Objectif A: Exprimez sous forme de liste JSON de chaînes les lignes des enregistrements situées entre celle qui contient « Which region of the image contains the stone » et celle qui contient « top-left (329, 277), bottom-right (660, 342) », ces deux lignes incluses. Mettez une chaîne par ligne et omettez les lignes vides.

09 / 2007
L’expression “mouvement social urbain” est apparue en France dans les années 60, elle désigne un mouvement inscrit dans une aire géographique urbaine mais surtout un mouvement qui développe des actions et des revendications autour des questions liées à la production de la ville et plus particulièrement au logement. L’enjeu pour les mouvements sociaux urbains est la prise en compte de tous, notamment des plus fragiles, dans la mise en Ĺ“uvre des politiques publiques et l’affirmation de droits liés à la ville : accès à la terre, à l’eau, à l’éducation, à la santé…
Partant de ces objectifs, l’expression des mouvements sociaux urbains peut se traduire par des formes d’actions et d’organisations très variées : groupes d’intérêt pour la défense des droits des locataires, émeutes spontanées de quartiers ou de communautés entières, participation au conseil d’administration des bailleurs sociaux, actions de désobéissance civile (occupation, réquisitions de logements vides)…
Nouvelles réalités, nouveaux acteurs
“Les mouvements sociaux urbains se définissent par rapport à l’évolution des villes qui traduit celle des sociétés” nous dit Gustave Massiah (1). Ils naissent donc aujourd’hui en relation à la production d’une ville de quartiers ségrégués et renfermés sur eux-mêmes, une ville qui renforce précarité, discrimination et racisme. Les mouvements qui naissent en réaction à ces inégalités prennent des formes très diverses : organisés en collectif, associations ou plus spontanés allant parfois jusqu’à l’émeute. Qu’ils soient formalisés ou non, il s’agit de porter les revendications des habitants, d’amener une réflexion dans l’espace public, ou de créer un rapport de force pour obliger les pouvoirs publics à la négociation.
Dans le contexte mondial de libéralisation économique, la ville et ses acteurs sont en constante transformation et suivent presque partout des directions semblables : contestation de l’Etat, autonomie croissante des municipalités, affirmation des associations et exigence de participation au processus démocratique, imposition des entreprises et de leur mode de gestion des réseaux et services publics…
Les diverses branches et “traditions” du mouvement social pour le logement en France
Syndicats de locataires liés à la gestion “du logement HLM” et aux partis de gauche (Confédération nationale du logement, Confédération générale du logement…) ;
Associations caritatives (ATD quart monde, Emmaüs) ;
Associations de lutte “des mal logés” dans la mouvance altermondialiste qui revendiquent l’autonomie par rapport aux partis politiques et à l’État. (DAL, CDSL, Comité des mals-logés) ;
Associations de gestion qui jouent le rôle d’interface entre la population et les pouvoirs publics, avec des techniques d’intervention urbaine et d’ingénierie sociale (Pact, Fapil, Fap).

Données à traiter:
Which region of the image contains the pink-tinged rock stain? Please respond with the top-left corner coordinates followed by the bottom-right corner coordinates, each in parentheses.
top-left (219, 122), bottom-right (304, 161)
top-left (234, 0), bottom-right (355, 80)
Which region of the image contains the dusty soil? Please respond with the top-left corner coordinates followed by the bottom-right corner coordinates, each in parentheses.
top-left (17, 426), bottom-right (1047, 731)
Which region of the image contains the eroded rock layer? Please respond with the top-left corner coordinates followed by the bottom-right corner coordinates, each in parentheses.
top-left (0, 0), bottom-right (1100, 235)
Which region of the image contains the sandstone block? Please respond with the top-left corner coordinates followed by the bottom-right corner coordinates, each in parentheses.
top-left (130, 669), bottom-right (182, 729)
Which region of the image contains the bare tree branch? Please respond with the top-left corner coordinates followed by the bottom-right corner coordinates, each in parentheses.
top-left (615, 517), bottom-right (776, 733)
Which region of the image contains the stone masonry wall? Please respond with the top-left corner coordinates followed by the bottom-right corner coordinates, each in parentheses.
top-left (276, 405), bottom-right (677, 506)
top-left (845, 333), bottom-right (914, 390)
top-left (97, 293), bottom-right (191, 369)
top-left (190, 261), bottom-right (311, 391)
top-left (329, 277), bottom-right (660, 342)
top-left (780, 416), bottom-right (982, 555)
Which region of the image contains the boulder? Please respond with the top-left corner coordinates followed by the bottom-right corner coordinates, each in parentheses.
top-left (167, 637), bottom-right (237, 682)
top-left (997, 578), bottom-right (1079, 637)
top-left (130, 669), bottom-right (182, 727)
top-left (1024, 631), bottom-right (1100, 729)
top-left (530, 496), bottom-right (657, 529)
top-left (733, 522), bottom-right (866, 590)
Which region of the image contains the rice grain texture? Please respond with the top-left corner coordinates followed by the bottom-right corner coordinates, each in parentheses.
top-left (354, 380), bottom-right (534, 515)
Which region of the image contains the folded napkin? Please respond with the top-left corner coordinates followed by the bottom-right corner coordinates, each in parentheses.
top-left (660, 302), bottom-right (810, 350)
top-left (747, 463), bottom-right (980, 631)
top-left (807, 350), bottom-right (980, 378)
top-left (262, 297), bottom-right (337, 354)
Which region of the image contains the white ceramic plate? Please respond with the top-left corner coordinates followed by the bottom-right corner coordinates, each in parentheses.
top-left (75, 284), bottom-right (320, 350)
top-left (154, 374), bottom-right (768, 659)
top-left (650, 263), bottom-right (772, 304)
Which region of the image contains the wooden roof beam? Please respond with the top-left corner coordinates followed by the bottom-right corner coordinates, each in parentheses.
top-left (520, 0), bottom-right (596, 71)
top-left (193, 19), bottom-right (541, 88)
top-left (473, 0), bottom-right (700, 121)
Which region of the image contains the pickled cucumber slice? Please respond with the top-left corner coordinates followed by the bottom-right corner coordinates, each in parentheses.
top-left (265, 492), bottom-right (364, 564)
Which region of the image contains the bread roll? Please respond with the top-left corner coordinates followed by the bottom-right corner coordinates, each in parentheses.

Objectif B: Poursuivez le texte sur les mouvements sociaux urbains à partir de sa dernière phrase.

Réponse A:
[
  "Which region of the image contains the stone masonry wall? Please respond with the top-left corner coordinates followed by the bottom-right corner coordinates, each in parentheses.",
  "top-left (276, 405), bottom-right (677, 506)",
  "top-left (845, 333), bottom-right (914, 390)",
  "top-left (97, 293), bottom-right (191, 369)",
  "top-left (190, 261), bottom-right (311, 391)",
  "top-left (329, 277), bottom-right (660, 342)"
]

Réponse B:
Revendications et luttes
Pour ces organisations l’enjeu des luttes est l’affirmation du droit à la ville pour tous et des droits économiques et sociaux qui en découle. Deux revendications se combinent alors : le droit à la ville et les droits dans les villes.
Les différents types de mouvements sociaux urbains amènent chacun leurs innovations pour faire avancer le respect des droits. C’est le cas par exemple des associations de “lutte” qui entrent dans un jeu de rapport de force direct avec les autorités publiques par des actes de désobéissance civile et des confrontations parfois violente. Partant des revendications pour l’accès au logement, la régularisation de l’habitat informel ou contre les expulsions elles ont permis l’émergence de la notion de “pauvre urbain” entraînant des liens croissants entre les sans-logis et les mal-logés puis un élargissement à tous les exclus de la ville (sans travail, sans papier, sans droit, sans voix…). D’autre part, des associations d’insertion ou de développement (réhabilitation, reconstruction) ont élargi leurs revendications du logement au quartier promouvant dans le même temps des nouvelles pratiques (épargne populaire, auto-construction, démocratie de proximité).
Par ailleurs, on assiste aujourd’hui à une tendance à l’articulation des mouvements sociaux urbains autour de thèmes communs et de luttes nouvelles en France : Plate forme pour le droit au logement opposable, coordination anti-démolition des quartiers populaires, “lutte des tentes” des sans-abri contre l’errance urbaine. Mais également au niveau international : campagnes internationales contre les expulsions ou la spéculation immobilière, jonctions des luttes des sans-terres et des sans-toits…
C’est ainsi que, selon Gustave Massiah, “les mouvements sociaux urbains sont porteurs de nouveaux projets de transformation sociale”.
Expériences innovantes
L’association Droit au logement (DAL) “Pour la participation des mal logés à la lutte contre l’exclusion par le logement.”
L’association DAL se présente comme un syndicat de mal-logés (personnes vivant en logements insalubres, sans-logis, ou personnes menacées d’expulsion). C’est l’une des principales associations agissant en France dans le domaine de la lutte pour le logement. Mais au-delà de la simple question du logement, elle pose le problème de la place des groupes les plus précaires dans la société.
L’association, créée en 1990, est constituée de militants, d’individus et de familles mal-logés qui s’investissent dans l’organisation d’actions collectives et participent à une lutte posée comme un combat pour l’égalité.
L’action de l’association se décline sur trois plans :
Actions de lutte : campement, réquisition, occupation, manifestation, actions en justice pour aboutir finalement à une négociation avec les pouvoirs publics.
Formation et sensibilisation à destination des familles mal-logées (formation d’été, rencontres régulières)
Affirmation du problème du mal logement dans l’espace public (actions spectaculaires et médiatisées, mobilisations et campagnes avec d’autres organisations)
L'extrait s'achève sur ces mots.